*WORK TO BE COMPLETED*. Copy every line of the listing below, requests included, beginning at the line that contains "Can you find the overcast" and ending with the last line of the listing. Adjust each pixel coordinate in the answers by adding -144 to it.
— begin —
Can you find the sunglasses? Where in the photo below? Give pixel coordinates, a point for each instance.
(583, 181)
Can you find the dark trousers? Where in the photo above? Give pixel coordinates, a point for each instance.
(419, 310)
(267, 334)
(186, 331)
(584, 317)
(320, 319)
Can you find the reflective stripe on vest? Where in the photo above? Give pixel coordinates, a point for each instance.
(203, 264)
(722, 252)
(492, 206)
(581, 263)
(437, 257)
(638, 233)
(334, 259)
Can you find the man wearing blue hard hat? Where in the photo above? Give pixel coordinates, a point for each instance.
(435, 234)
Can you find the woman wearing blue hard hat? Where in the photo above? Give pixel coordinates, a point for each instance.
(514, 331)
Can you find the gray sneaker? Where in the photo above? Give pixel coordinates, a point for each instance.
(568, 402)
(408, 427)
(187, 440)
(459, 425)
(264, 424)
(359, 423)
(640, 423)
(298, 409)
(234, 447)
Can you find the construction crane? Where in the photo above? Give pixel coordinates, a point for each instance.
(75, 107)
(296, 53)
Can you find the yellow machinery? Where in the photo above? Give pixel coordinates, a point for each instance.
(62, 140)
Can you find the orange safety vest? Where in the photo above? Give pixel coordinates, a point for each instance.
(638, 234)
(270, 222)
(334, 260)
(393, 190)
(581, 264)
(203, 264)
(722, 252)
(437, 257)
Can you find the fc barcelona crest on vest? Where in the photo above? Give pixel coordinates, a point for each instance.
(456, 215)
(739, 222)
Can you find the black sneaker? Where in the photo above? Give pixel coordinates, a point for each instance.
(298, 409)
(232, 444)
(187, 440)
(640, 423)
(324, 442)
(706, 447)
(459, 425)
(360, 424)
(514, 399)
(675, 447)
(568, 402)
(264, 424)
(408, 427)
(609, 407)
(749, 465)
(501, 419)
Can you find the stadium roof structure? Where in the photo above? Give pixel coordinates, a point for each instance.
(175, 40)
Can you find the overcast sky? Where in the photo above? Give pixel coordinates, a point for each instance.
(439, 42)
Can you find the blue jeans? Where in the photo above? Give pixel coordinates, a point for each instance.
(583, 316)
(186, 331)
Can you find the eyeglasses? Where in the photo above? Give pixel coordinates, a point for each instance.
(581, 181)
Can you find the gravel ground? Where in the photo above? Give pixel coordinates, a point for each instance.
— end —
*TASK SOLUTION*.
Can you find the overcast sky? Where in the photo above? Give pixel coordinates, a point for each instance.
(295, -102)
Can you find the blue jeans? Where in the photo above? Give pixel coordinates, a point for each instance.
(439, 172)
(42, 187)
Can you find the eyeglasses? Where in the photo above? Give pixel coordinates, a point for each instance.
(437, 37)
Can you find the gravel ground? Where in the photo above? Give pixel coordinates, a point for each instance.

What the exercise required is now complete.